- [Source extract]:
______
Aprilia were so keen to get this beast here they air freighted four RS 660s to Australia. Simon headed to Melbourne to cover the launch... Review: Simon Harris Photography: Freestyle Photography
The Aprilia RS 660 is a bike full of addictive torque and grunt from the parallel twin, topped off with all of Aprilia’s greatest technology. Combine all of this with a beautifully designed appearance and you have got yourself a motorcycle that exceeds expectations.
Back in the days when the good citizens of Australia lived in a country that allowed them the freedom to choose to smoke without having half their wages being stolen for the privilege, brand loyalty with cigarettes was a thing. It would be very difficult to get a smoker to change brands without enormous reluctance and protest.
Motorcycles can be similar in that they, too, are bloody addictive and to change brand loyalty might require a red-hot poker to the eye. Personally, after having attended the Australian launch of Aprilia’s new RS 660 machine and ridden it over the course of two days, I had an epiphany and am open to the idea of changing motorcycle brand, it was that good.
______
- [Given instruction a]:
Identify every line of the records that contains the string "hair", and copy each of those lines in full. Treat uppercase and lowercase as different.

(Point-based annotation data)
______
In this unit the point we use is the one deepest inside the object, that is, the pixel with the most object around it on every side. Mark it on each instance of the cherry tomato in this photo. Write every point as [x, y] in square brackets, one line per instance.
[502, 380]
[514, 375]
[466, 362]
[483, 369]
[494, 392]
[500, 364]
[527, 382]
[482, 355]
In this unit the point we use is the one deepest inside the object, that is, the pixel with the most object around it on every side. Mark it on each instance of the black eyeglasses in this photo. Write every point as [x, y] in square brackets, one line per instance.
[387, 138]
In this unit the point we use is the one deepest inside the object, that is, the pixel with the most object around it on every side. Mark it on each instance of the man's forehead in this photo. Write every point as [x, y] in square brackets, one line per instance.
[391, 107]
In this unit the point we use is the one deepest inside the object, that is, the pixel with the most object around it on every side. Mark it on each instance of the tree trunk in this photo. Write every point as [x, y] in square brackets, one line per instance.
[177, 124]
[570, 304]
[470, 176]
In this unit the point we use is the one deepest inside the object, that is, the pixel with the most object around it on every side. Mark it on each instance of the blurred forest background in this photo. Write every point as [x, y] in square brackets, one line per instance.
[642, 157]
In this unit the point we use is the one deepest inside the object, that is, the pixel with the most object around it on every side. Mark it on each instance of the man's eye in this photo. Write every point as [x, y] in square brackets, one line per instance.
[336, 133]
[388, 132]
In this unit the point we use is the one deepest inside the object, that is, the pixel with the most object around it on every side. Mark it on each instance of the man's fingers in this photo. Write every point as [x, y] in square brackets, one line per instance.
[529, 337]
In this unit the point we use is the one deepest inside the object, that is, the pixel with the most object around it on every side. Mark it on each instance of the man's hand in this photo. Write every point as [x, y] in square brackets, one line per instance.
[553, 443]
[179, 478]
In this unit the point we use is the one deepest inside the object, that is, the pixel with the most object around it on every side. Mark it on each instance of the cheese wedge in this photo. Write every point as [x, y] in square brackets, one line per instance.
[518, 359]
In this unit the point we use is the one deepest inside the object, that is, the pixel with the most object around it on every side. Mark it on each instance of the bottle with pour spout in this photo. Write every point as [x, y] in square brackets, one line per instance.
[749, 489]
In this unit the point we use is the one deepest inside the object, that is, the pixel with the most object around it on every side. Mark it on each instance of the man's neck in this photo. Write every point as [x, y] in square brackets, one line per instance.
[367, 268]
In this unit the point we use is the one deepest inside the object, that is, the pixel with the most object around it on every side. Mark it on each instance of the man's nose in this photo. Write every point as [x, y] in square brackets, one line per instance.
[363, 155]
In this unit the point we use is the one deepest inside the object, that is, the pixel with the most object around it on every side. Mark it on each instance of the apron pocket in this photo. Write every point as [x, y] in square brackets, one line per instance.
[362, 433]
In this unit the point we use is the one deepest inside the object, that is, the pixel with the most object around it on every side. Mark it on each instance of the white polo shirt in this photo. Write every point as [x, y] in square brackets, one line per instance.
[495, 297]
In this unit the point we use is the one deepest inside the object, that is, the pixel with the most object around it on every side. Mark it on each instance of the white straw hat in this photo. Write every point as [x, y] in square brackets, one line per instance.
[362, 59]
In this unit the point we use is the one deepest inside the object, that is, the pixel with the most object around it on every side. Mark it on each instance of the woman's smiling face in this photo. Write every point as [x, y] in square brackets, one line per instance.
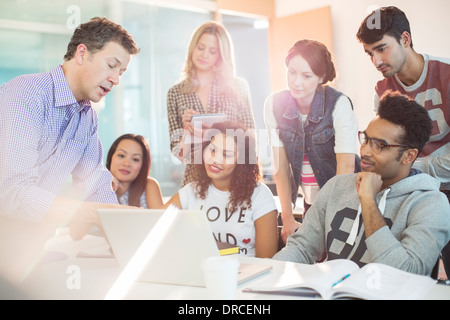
[220, 160]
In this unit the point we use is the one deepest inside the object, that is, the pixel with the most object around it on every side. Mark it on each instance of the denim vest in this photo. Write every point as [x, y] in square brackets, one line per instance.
[315, 136]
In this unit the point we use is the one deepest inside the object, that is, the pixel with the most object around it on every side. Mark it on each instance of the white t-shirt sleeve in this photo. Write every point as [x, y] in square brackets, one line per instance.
[345, 126]
[262, 201]
[271, 123]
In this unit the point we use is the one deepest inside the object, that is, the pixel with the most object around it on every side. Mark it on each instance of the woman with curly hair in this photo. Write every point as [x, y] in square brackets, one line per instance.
[227, 187]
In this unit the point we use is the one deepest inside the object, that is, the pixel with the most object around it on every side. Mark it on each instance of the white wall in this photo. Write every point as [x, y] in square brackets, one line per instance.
[430, 28]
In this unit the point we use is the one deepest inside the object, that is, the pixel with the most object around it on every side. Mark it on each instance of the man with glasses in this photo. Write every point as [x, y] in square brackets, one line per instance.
[422, 77]
[389, 212]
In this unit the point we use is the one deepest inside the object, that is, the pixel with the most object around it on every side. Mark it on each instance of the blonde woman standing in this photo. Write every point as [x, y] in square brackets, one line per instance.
[208, 86]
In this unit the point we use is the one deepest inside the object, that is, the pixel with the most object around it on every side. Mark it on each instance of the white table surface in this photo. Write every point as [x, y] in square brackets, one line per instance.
[70, 277]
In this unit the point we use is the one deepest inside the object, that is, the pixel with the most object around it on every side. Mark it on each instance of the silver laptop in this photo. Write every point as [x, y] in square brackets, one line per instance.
[183, 245]
[182, 248]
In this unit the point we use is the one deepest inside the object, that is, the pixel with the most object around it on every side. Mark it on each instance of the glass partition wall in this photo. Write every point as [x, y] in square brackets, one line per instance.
[34, 37]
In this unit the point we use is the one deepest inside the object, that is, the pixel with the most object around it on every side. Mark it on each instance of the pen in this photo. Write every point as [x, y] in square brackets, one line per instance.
[342, 279]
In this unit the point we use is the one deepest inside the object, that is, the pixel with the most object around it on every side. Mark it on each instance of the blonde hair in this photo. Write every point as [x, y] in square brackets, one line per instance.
[225, 65]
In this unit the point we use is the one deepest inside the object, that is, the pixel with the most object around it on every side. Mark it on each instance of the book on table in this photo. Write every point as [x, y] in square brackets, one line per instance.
[343, 279]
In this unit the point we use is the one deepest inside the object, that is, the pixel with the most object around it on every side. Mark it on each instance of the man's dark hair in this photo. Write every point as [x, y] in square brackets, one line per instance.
[411, 116]
[392, 22]
[96, 33]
______
- [Given instruction b]:
According to the motorcycle review, how many RS 660s did Aprilia air freight to Australia?

- [Written reply a]:
In this unit the point we use is the one deepest inside the object, that is, the pixel with the most object around it on every side. Mark it on each instance of the woman with curly hair in this photo. Write every point as [x, y] in square brackets, one line per instance.
In this unit the point we use is the one deepest inside the object, that is, the pixel with the most object around it on every side. Mark it on each instance of the blonde hair in this photo. Write every point as [x, y] in square brackets, one line per instance.
In this unit the point we use is the one deepest inside the object, that is, the pixel with the most object around it on every side. Mark it on each instance of the man's dark hair in this photo. Write every point as [x, y] in square brackets, one line per instance.

- [Written reply b]:
Four.